#### Text extract:
— BEGIN —
At the moment, I’m experimenting with defining custom sparse connections between two fully connected layers of a neural network.
To accomplish this, right now I’m modifying nn.Linear(in_features, out_features) to nn.MaskedLinear(in_features, out_features, mask), where mask is the adjacency matrix of the graph containing the two layers. The module nn.Linear uses a method invoked as self._backend.Linear() defined in nn._functions.linear.py, which I clearly will have to modify as well.
I’m not sure if this is the right way to do it. I have a constant feeling that there should be a better way to do this. Any help/comments on this are are much appreciated,
If you’re happy using just normal nn.Linear, then you can always zero out the weight matrix for the connections you want to remove. If they are zero then no information can go forwards or backwards through it (and hence the weights won’t change from zero), achieving the sparse connectivity that you want.
EDIT: This is wrong. See my last comment for more details.
If you have a mask already then you could do an element-wise multiply between the mask and the weights for every forward I would think? I don’t imagine an element-wise multiply would be too slow to do every forward. Alternatively, you could do something like this:
def zero_grad(self, grad_input, grad_output):
return grad_input * self.mask
def __init__(self, in_features, out_features, mask):
self.linear = nn.Linear(in_features, out_features)
self.linear.weights *= mask # to zero it out first
self.mask = mask
self.handle = self.register_backward_hook(zero_grad) # to make sure gradients won't propagate
Then that way you can still have a fast forward with minimal overhead on the backward?
@Kaixhin I don’t understand the notation in the answer. I’m certain that the author either misinterpreted the question or got it wrong. If the derivative of a loss wrt a weight at zero is zero, then it would imply that assigning all weights to zero would lead to a stationary point, which is absurd.
— END —
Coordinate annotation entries
— BEGIN —
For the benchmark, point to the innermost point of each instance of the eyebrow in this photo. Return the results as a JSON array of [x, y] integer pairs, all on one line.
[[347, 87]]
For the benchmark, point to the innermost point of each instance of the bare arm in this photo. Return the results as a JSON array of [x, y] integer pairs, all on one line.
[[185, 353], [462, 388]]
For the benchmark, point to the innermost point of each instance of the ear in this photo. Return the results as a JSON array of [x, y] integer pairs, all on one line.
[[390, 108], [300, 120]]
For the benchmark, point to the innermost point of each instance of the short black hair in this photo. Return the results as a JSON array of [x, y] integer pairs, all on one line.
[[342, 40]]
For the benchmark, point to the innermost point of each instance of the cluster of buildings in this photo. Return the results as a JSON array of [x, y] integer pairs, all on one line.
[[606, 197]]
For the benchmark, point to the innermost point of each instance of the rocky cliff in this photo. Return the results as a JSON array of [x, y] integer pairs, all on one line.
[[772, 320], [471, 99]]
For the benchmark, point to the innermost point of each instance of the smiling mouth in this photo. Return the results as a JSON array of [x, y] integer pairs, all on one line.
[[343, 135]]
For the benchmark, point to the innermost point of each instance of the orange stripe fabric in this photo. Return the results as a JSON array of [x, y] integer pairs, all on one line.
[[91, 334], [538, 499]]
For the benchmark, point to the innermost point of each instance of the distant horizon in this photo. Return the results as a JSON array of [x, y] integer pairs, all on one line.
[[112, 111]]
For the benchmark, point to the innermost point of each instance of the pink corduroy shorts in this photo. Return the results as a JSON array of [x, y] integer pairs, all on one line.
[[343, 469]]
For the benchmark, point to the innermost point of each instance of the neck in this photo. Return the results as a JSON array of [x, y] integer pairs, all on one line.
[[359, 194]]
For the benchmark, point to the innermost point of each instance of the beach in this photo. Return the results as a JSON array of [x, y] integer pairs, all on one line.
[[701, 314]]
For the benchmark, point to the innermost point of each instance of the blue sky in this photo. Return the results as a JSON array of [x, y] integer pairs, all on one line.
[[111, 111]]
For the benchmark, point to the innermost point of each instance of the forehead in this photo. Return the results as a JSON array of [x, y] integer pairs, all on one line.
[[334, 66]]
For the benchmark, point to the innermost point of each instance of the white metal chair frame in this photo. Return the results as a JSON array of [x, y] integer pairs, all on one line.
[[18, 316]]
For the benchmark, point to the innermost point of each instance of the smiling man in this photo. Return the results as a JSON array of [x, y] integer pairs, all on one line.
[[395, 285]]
— END —
#### List of tasks:
1/ Please reproduce the passage of the forum thread on sparse layer connections from "If you have" to "on the backward?".
2/ Convert the records, from their first line through the line containing "[[772, 320], [471, 99]]", into a Markdown table with the columns Row and Line, one row per line and blank lines omitted.
The records bear no relation to the forum thread.

#### Final answers:
1/
If you have a mask already then you could do an element-wise multiply between the mask and the weights for every forward I would think? I don’t imagine an element-wise multiply would be too slow to do every forward. Alternatively, you could do something like this:
def zero_grad(self, grad_input, grad_output):
return grad_input * self.mask
def __init__(self, in_features, out_features, mask):
self.linear = nn.Linear(in_features, out_features)
self.linear.weights *= mask # to zero it out first
self.mask = mask
self.handle = self.register_backward_hook(zero_grad) # to make sure gradients won't propagate
Then that way you can still have a fast forward with minimal overhead on the backward?

2/
| Row | Line |
|---|---|
| 1 | For the benchmark, point to the innermost point of each instance of the eyebrow in this photo. Return the results as a JSON array of [x, y] integer pairs, all on one line. |
| 2 | [[347, 87]] |
| 3 | For the benchmark, point to the innermost point of each instance of the bare arm in this photo. Return the results as a JSON array of [x, y] integer pairs, all on one line. |
| 4 | [[185, 353], [462, 388]] |
| 5 | For the benchmark, point to the innermost point of each instance of the ear in this photo. Return the results as a JSON array of [x, y] integer pairs, all on one line. |
| 6 | [[390, 108], [300, 120]] |
| 7 | For the benchmark, point to the innermost point of each instance of the short black hair in this photo. Return the results as a JSON array of [x, y] integer pairs, all on one line. |
| 8 | [[342, 40]] |
| 9 | For the benchmark, point to the innermost point of each instance of the cluster of buildings in this photo. Return the results as a JSON array of [x, y] integer pairs, all on one line. |
| 10 | [[606, 197]] |
| 11 | For the benchmark, point to the innermost point of each instance of the rocky cliff in this photo. Return the results as a JSON array of [x, y] integer pairs, all on one line. |
| 12 | [[772, 320], [471, 99]] |